Riassumi in due frasi l'estratto sulla scena Brum Beat di Birmingham e sulla nascita dei Move.

• [Estratto selezionato]:
↓↓↓
Carissimi lettori,
oggi vi offriamo un'anteprima dell'articolo a cura di Luca Selvini che appare sul n° 85 della nostra rivista che potete richiedere collegandovi a www.jamboreemagazine.com
oggi vi offriamo un'anteprima dell'articolo a cura di Luca Selvini che appare sul n° 85 della nostra rivista che potete richiedere collegandovi a www.jamboreemagazine.com
Birmingham nel 1964 vanta una nutrita schiera di formazioni
particolarmente originali e un panorama musicale molto valido, tanto che la
stampa specializzata battezza questo fenomeno col nome di Brum Beat.
I nomi più
in vista sono quelli di Rockin’ Berries, The Applejacks, The Renegades e i
grandi Spencer Davies Group; ma ci sono anche i Vikings, guidati dal cantante
Carl Wayne e che comprendono anche il bassista Chris “Ace” Kefford e il
batterista Bev Bevan, uno che aveva suonato con i Diplomats di Denny Laine
prima che l’eclettico chitarrista fondasse i Moody Blues, altra band cittadina
emergente che diverrà presto leggendaria; e poi ancora i Nightriders con Roy
Wood alla chitarra e i Danny King & The Mayfair Set, che includono un altro
chitarrista di nome Trevor Burton.
Una sera di dicembre 1965 questi tre
complessi si ritrovano a suonare assieme al Cedar Club e a margine del concerto
alcuni di loro iniziano a fare una jam session, così tanto per divertimento e
in breve nasce l’idea di formare una nuova band fresca e potente che si
materializza di li a poco col nome The Move, una sigla che suggeriva il fatto
che i suoi componenti se ne stavano andando via (to move away) da propri
rispettivi gruppi, anche se è plausibile che i ragazzi (tutti dotati di grande
talento vocale) avessero scelto quella denominazione su esempio di nomi forti,
brevi e dinamici che erano un po’ il tratto distintivo della giovane scena
modernista del momento.
↑↑↑
• [Dati forniti]:
↓↓↓
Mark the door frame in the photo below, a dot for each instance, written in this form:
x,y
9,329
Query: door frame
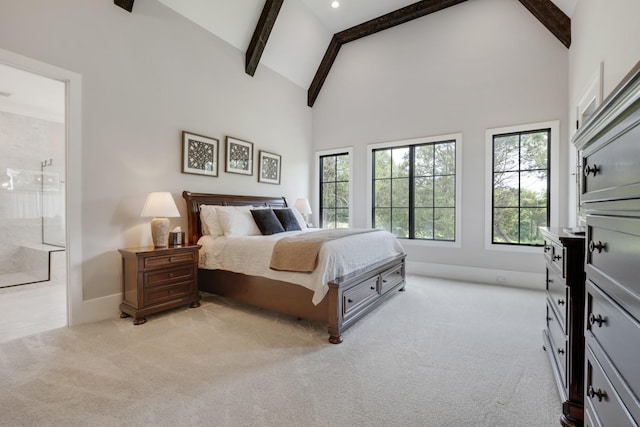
↑↑↑
• [Soluzione]: Nel 1964 Birmingham vanta molte formazioni originali e una scena musicale che la stampa specializzata battezza Brum Beat, con gruppi come i Vikings, i Nightriders e i Danny King & The Mayfair Set. Una sera di dicembre 1965, dopo un concerto comune al Cedar Club, alcuni membri di questi tre complessi avviano una jam session da cui nasce l'idea di una nuova band, che prende poco dopo il nome The Move.